(Photo-based referring expression data)
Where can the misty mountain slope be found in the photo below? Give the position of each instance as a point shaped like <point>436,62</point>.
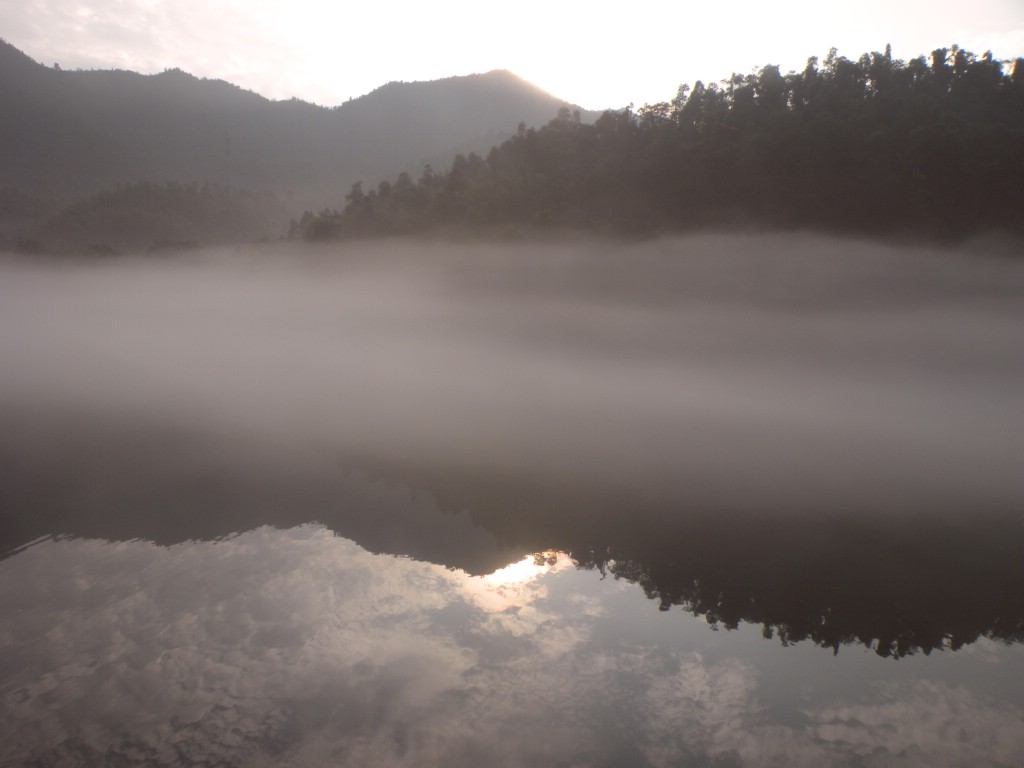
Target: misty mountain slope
<point>72,133</point>
<point>932,147</point>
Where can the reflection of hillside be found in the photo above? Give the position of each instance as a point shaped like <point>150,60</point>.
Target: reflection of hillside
<point>899,585</point>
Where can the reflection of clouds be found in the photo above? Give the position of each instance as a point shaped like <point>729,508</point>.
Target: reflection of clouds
<point>925,723</point>
<point>299,647</point>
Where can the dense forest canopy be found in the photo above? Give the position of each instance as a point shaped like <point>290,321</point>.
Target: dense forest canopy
<point>877,145</point>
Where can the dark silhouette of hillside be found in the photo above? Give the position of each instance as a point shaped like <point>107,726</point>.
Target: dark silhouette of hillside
<point>934,146</point>
<point>72,133</point>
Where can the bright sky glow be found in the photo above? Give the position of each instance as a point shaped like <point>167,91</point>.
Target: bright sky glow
<point>592,54</point>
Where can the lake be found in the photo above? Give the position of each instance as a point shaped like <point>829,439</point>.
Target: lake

Task item
Repeat the entries exactly and keep the pictures out of the copy.

Response to the exercise
Where can the misty mountain slope be found in the photo below? Give the position of each instance as a point shaped like <point>436,62</point>.
Target: misty mountain slope
<point>72,133</point>
<point>932,147</point>
Where can the reflection of hillside be found in the photo above? Give the position of each instance as a point shaped like <point>150,60</point>.
Target: reflection of hillside
<point>899,585</point>
Where can the reflection of clouds be found in the photo above? Give the position of each instance as a point shaped like <point>729,508</point>.
Target: reflection of clouds
<point>925,723</point>
<point>299,647</point>
Where can the dense forest canopy be found in the photo above? Give the position of each instance as a point shaped like <point>290,321</point>.
Target: dense forest canopy
<point>877,145</point>
Where can the dark silhouette of hillside be found in the photo above? Give the position of each instance as a point shaped like <point>107,726</point>.
Target: dark silhouette of hillside
<point>934,146</point>
<point>72,133</point>
Where can the bright sky glow be found in the photo above? Give the position of each instance as a point shaped like <point>167,91</point>.
Target: bright sky glow
<point>592,54</point>
Where can the lake be found in the photo above? Give the position of each instance as a point shaped like <point>829,439</point>.
Target: lake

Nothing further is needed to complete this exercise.